■ Recorded data:
· · · ·

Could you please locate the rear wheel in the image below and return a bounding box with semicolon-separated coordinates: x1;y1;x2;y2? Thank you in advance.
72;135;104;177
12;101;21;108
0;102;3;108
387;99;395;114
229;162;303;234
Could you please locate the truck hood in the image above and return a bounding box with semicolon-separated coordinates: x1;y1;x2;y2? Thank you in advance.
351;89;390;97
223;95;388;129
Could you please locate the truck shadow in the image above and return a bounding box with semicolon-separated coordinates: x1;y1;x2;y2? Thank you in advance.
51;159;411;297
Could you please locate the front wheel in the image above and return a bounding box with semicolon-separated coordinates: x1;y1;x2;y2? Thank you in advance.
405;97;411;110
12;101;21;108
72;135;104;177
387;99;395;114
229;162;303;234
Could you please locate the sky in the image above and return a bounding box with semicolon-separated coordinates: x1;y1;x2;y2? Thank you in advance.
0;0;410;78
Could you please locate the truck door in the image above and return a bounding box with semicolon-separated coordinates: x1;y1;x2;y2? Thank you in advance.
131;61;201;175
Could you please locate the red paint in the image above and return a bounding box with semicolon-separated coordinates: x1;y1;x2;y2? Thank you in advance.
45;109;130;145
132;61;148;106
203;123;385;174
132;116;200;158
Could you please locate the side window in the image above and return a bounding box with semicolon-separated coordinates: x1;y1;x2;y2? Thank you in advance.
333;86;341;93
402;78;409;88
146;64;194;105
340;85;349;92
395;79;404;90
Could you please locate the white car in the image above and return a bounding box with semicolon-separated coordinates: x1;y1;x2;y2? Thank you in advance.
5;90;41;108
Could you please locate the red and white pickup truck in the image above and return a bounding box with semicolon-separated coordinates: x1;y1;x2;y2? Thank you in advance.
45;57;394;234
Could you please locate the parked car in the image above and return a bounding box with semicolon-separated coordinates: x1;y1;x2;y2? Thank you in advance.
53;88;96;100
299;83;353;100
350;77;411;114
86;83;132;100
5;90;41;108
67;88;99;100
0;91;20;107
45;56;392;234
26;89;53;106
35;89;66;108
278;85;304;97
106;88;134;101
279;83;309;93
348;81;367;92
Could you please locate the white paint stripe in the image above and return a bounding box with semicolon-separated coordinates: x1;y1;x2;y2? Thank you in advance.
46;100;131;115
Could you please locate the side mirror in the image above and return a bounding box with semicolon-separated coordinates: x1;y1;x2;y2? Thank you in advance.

· · · ·

■ Work instructions:
Only the lines from the one with "Could you please locate the white car" through the last line of the material above are to be duplicated, exactly and with both ends kept.

■ Answer for this exercise:
Could you please locate the white car in the image above and return a bounding box with semicolon-separated coordinates: x1;y1;x2;y2? Thank you in advance.
5;90;41;108
Could you please locate the red and white pickup truck in the image above and return a bounding box with semicolon-separated coordinates: x1;y1;x2;y2? Thank you in advance.
45;57;394;234
Could you please locate the parked car in the image above and return a bounding box with semicolon-separated coordinates: x1;y1;x2;y2? Thank you in advance.
53;88;96;100
299;83;353;100
350;77;411;114
86;83;132;100
5;90;41;108
67;88;99;100
0;91;20;107
45;56;392;234
26;89;53;106
35;89;66;108
278;85;304;97
106;88;134;101
279;83;309;93
348;81;367;92
Could you please locate the white paint stripe in the image above and return a bounding box with semicolon-separated coordinates: x1;y1;x2;y2? Thank you in advance.
46;100;131;115
Could you please locate the side mirror in the image above and return a bounding box with semicolon-separated coordinates: x1;y1;x2;y2? Thank you in advance.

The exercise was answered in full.